• MATERIAL FOR THE TASK:
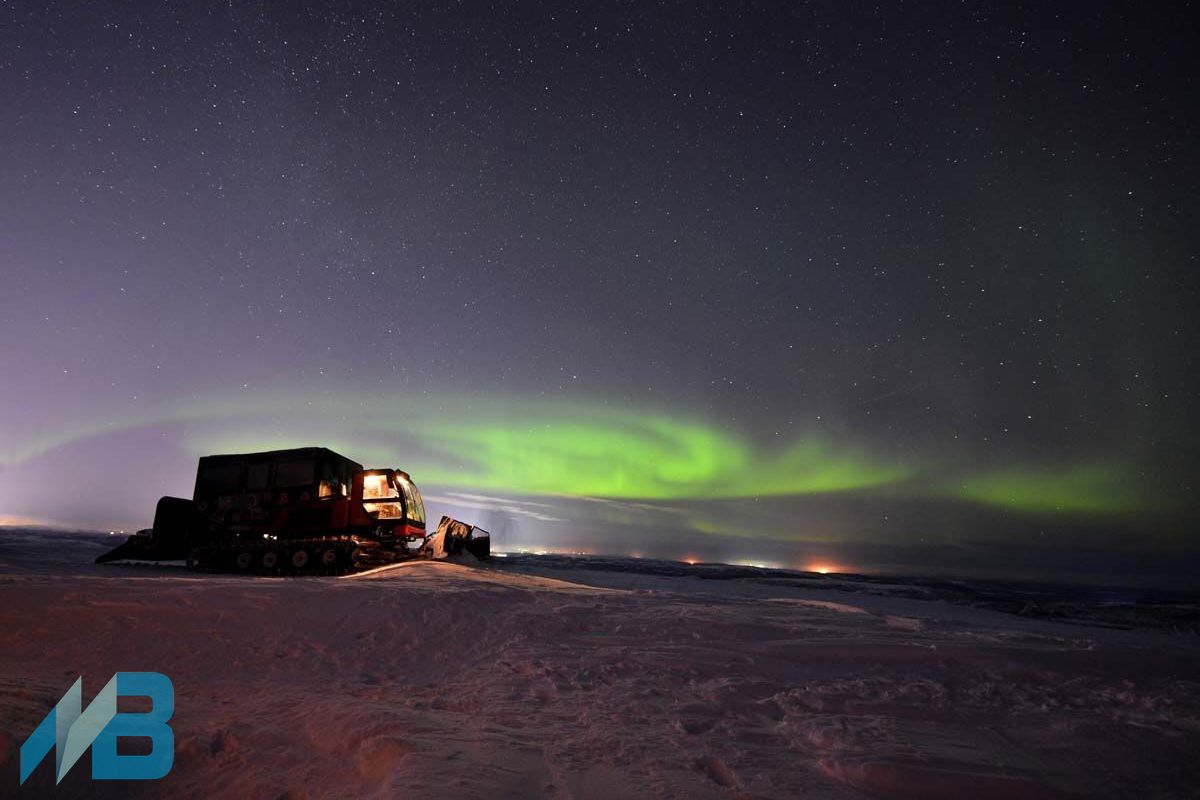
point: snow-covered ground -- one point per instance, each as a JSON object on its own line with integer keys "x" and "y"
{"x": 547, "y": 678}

==

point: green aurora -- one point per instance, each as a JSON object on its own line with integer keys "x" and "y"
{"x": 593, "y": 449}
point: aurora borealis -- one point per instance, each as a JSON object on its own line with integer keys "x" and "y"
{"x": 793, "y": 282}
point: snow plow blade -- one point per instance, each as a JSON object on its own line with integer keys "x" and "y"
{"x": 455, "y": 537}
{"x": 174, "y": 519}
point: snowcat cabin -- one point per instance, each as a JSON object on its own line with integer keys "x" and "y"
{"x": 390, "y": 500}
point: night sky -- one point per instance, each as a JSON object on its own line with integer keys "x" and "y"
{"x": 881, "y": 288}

• DIRECTIONS FOR THIS TASK:
How many lines of the listing contain the string "aurora"? Reply with the number only.

• TASK OUTPUT:
2